--- BEGIN ---
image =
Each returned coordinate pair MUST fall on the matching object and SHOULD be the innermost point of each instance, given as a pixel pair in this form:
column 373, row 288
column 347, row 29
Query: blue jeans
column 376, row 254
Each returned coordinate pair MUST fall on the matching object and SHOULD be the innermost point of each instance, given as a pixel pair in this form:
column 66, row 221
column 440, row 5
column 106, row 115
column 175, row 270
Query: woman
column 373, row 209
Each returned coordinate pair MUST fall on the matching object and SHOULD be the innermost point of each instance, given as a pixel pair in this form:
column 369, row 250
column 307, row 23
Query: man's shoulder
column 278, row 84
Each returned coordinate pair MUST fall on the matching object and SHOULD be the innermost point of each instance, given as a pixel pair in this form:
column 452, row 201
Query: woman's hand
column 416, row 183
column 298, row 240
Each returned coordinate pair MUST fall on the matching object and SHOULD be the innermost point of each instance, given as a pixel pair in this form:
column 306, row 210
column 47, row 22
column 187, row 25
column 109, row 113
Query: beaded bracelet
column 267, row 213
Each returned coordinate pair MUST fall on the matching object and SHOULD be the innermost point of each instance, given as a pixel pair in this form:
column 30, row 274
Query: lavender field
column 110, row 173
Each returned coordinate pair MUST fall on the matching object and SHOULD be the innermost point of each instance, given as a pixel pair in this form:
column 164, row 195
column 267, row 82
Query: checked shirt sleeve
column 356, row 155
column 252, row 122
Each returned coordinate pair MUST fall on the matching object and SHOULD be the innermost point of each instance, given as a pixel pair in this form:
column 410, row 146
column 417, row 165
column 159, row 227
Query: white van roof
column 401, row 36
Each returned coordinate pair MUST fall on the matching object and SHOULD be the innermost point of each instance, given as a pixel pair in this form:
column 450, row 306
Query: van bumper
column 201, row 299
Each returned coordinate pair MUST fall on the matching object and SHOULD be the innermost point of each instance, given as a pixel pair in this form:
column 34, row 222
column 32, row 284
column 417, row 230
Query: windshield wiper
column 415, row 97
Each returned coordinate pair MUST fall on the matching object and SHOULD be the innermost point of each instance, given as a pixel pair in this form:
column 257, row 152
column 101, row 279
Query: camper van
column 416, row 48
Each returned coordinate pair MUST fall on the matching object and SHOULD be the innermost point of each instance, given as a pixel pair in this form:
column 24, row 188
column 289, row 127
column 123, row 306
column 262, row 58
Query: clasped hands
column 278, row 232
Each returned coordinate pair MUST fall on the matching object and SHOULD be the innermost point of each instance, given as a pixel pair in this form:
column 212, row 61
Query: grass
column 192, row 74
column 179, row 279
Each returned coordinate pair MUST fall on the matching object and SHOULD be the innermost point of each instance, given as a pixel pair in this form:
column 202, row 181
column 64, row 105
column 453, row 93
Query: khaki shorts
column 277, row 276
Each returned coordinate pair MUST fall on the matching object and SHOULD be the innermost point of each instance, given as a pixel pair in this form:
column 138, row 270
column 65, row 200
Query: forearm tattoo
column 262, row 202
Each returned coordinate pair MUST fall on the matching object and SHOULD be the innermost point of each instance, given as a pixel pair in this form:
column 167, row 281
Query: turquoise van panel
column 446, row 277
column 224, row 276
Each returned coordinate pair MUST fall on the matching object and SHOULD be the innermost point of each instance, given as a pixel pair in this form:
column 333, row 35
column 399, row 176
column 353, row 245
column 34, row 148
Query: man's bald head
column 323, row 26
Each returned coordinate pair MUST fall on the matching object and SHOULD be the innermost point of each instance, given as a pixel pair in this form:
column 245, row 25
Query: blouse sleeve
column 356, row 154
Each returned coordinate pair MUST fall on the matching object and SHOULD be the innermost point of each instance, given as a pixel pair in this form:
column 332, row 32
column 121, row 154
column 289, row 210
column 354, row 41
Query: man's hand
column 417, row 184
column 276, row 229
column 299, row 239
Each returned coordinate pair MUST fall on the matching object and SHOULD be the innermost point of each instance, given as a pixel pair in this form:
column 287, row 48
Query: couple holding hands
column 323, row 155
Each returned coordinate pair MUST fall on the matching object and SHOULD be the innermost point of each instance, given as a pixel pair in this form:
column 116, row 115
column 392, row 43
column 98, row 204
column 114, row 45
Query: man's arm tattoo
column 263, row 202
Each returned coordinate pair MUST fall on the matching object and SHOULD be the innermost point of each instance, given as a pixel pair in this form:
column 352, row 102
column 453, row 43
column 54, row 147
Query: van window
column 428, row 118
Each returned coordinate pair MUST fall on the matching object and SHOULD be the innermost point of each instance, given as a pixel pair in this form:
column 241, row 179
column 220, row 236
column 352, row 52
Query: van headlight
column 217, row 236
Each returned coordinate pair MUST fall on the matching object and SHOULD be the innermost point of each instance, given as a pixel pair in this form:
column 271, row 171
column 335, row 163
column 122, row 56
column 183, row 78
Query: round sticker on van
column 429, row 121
--- END ---
# [Work to do]
Collect each line in the records that contains the string "sleeve", and copy those lines in the order they appear.

# [Complete answer]
Query: checked shirt sleeve
Query: blouse sleeve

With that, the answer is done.